» What is being asked:
Carry on the publication summary about bacterial biological control agents in soil, starting right after its last sentence.
*** Opening Passage shown ***
Submitted to: Advances in Applied Microbiology
Publication Type: Peer reviewed journal
Publication Acceptance Date: 3/1/2008
Publication Date: 11/1/2008
Citation: Pielach, C.A., Roberts, D.P., Kobayashi, D.Y. 2008. Metabolic behavior of bacterial biological control agents in soil and plant rhizospheres. Advances in Applied Microbiology. 65:199-215. Interpretive Summary: Soilborne plant pathogens cause diseases that result in major economic losses to farmers in the United States. Biological control measures for these diseases need to be developed due to environmental hazards and other problems associated with existing control measures. Unfortunately, inconsistent performance by biological control agents during large-scale applications has diminished use of these organisms in production agriculture. This chapter reviews the impact of factors existing in environments where biological control organisms are used and the impact that these factors have on performance by biological control organisms. This information will be useful to scientists devising strategies to improve biological control through enhanced consistent performance by biological control agents.
*** Closing Passage shown ***
*** Opening Dataset records ***
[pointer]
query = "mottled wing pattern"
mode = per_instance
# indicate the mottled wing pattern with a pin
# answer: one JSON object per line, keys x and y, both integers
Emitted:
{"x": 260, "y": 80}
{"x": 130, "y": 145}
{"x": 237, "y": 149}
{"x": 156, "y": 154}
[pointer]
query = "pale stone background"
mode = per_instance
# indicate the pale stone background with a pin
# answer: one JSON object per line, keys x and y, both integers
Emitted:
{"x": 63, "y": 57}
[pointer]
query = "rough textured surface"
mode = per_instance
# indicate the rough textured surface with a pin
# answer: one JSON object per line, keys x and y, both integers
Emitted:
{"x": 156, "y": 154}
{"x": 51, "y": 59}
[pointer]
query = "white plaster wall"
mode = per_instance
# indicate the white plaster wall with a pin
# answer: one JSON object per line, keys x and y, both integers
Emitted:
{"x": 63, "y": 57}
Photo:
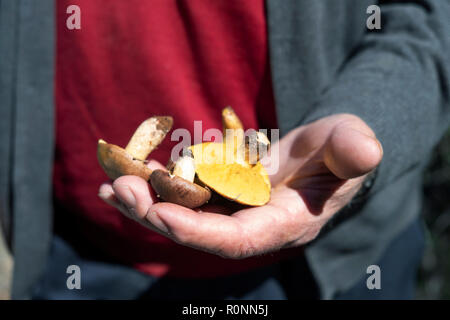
*** Closing Dataset records ***
» The answer:
Technical Abstract: Biological control provides an attractive alternative to chemical pesticides for the control of plant diseases. To date, however, few biocontrol products have been developed successfully at the commercial level. This stems largely from variability in disease control performance that is often observed not only with end-users, but also experimentally in large scale field studies. Significant effort has been made to overcome the inconsistencies observed with biological control, including improving our knowledge of the ecology of biocontrol agents, as well as understanding the basic mechanisms by which biocontrol agents function to control disease. Intense characterization at the molecular and biochemical levels over the past 20 years has provided insight into roles for specific genes in biocontrol, the regulatory pathways that lead to their expression, and how plant, soil and environmental factors influence expression of these traits in biocontrol agents. With the development of new molecular and biochemical methods, we are gaining a better understanding of microbial metabolic activity in soil, including how it relates to cellular metabolic energy status of rhizobacteria, nutrient availability in association with plants, and biological control efficacy. Improving our understanding of biological control at this level is necessary to provide better insight, and thus improving consistency, to biological controls.